EXERCISE: Quote the records below word for word, starting with the line that contains "Task: in the photo above, where can the beach" and continuing through the end of the records.

MATERIAL SUPPLIED:
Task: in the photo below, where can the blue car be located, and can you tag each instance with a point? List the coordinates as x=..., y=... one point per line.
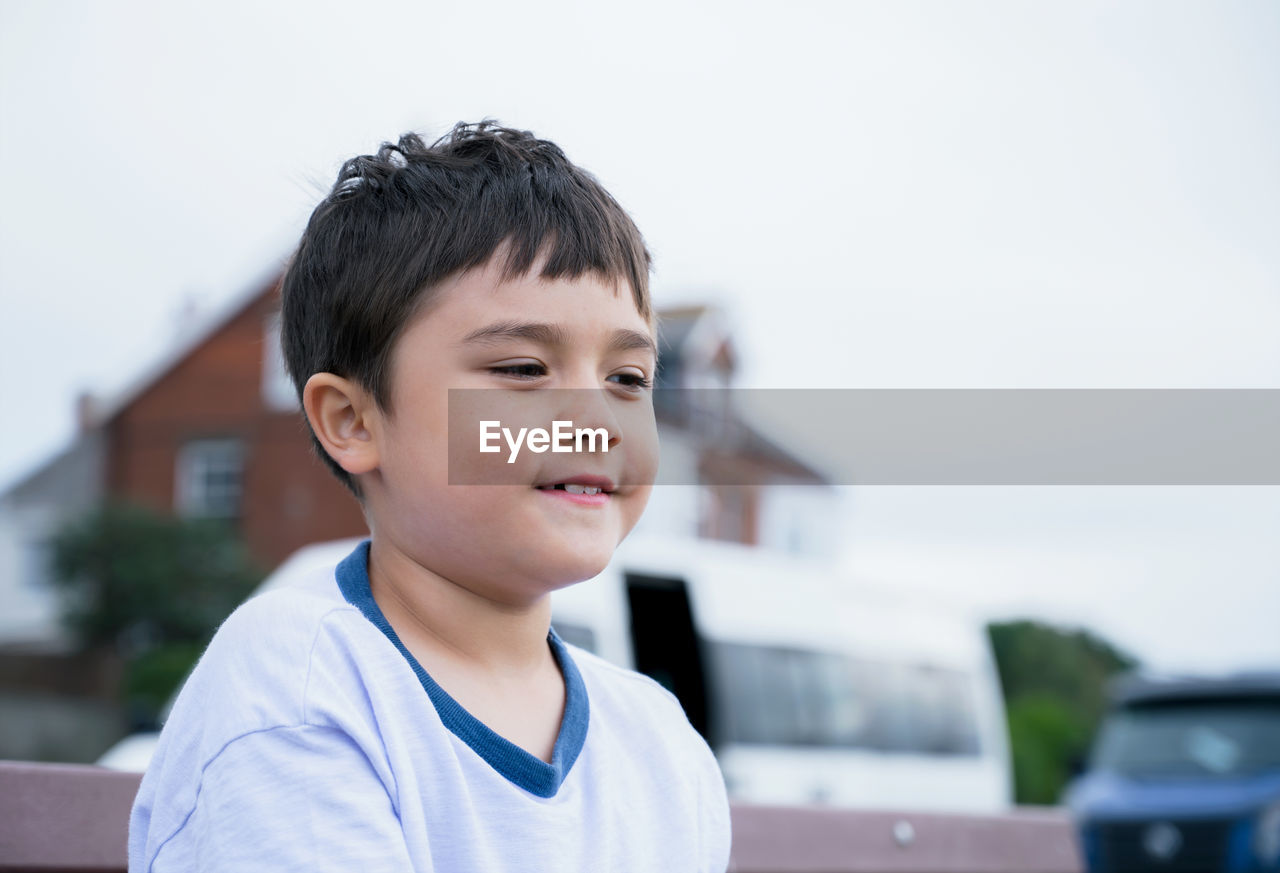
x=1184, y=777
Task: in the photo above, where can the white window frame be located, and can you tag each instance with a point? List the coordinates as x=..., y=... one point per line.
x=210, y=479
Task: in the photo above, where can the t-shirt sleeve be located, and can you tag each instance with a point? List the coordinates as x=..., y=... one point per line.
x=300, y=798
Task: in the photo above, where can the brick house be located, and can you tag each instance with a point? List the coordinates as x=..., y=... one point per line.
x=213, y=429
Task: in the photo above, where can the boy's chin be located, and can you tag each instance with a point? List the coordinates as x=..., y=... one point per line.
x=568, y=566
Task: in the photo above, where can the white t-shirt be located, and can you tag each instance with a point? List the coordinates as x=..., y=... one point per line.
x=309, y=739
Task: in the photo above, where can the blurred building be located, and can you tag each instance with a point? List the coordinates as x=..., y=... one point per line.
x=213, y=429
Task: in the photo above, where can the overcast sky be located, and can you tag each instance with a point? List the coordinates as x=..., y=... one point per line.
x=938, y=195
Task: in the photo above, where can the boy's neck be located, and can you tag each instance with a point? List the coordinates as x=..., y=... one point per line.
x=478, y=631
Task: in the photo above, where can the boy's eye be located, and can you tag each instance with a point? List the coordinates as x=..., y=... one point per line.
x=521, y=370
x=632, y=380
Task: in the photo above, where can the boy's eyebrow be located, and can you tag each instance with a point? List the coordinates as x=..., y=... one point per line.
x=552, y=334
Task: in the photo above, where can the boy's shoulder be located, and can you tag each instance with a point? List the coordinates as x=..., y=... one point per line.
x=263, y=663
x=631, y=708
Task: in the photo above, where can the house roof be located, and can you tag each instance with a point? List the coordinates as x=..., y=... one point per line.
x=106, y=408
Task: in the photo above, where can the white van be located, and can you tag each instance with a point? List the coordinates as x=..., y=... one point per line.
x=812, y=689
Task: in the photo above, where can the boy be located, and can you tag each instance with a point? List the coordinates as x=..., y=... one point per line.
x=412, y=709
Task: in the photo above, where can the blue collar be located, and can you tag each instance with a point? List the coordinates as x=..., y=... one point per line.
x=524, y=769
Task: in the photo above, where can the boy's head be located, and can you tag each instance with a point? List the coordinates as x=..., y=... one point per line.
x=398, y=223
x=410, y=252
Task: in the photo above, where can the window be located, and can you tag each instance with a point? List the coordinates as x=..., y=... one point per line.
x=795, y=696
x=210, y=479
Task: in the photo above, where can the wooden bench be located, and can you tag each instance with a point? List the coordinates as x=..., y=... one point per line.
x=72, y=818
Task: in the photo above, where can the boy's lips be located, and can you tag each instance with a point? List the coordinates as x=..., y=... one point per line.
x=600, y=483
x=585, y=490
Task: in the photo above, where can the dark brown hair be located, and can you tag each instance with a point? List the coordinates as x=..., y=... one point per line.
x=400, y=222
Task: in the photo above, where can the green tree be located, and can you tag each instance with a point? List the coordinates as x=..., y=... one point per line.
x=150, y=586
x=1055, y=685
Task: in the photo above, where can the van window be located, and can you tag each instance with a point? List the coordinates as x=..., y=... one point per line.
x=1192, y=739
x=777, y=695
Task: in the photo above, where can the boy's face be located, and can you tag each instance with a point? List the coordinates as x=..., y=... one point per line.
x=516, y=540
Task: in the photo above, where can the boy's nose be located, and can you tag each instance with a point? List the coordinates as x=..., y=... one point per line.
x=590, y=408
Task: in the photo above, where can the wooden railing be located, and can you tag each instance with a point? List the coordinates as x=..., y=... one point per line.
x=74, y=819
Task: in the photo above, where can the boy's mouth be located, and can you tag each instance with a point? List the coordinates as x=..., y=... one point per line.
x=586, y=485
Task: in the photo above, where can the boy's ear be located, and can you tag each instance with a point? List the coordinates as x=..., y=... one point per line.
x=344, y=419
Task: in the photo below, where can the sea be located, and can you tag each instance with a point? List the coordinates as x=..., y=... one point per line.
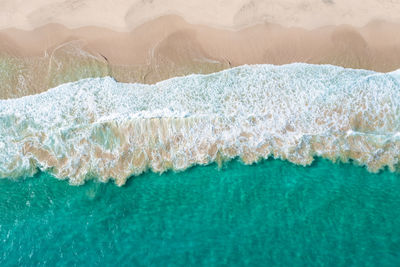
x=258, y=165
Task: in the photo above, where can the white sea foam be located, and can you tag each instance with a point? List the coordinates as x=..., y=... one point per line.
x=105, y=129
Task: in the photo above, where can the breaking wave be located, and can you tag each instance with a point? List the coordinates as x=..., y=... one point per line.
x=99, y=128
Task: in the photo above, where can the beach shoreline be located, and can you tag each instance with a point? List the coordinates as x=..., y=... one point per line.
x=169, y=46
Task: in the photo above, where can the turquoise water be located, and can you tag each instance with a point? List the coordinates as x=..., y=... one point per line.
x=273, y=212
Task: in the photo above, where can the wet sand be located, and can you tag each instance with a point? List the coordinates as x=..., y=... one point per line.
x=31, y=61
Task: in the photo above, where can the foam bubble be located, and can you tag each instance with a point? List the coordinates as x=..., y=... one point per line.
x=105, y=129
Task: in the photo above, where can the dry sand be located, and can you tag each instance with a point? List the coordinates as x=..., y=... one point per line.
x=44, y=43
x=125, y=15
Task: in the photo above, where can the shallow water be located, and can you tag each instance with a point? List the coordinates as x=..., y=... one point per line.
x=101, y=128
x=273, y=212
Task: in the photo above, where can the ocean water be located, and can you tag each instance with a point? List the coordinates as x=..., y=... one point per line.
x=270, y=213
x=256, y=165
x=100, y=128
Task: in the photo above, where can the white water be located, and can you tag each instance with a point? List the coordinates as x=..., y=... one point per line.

OUTPUT OF THE TASK:
Task: in the photo above, where can the beach shoreline be located, and can you tag each instance with a point? List the coordinates as x=..., y=... one point per line.
x=169, y=46
Task: in the photo above, where can the turquoise water be located, and can you tag each instance with a point? List the coordinates as x=..., y=... one point per line.
x=273, y=212
Task: in the photo above, where can the wet sand be located, and can you tag each instance with a point? List the coordinates as x=..., y=... one point per line.
x=31, y=61
Task: in the photo above, where can the foam bubble be located, and can you tag each instance with a point? List the coordinates as x=..., y=... one point per line.
x=105, y=129
Task: in the photo above, where can the dry sand be located, and can you tag each instance with a point? List the coordinates as x=..., y=... one point per line.
x=44, y=43
x=125, y=15
Task: in the photo above, where can the shallow water be located, and can you tag each instance with a point? List the coordinates as x=..., y=... one point per line.
x=101, y=128
x=273, y=212
Task: in the photo above, where can the ocean water be located, and can you tag each instance with a point? List the coordinates as x=..., y=... one point per line.
x=270, y=213
x=256, y=165
x=100, y=128
Task: in the photo above, where can the white water be located, and can you tag each instance with a point? List the coordinates as x=..., y=... one point per line.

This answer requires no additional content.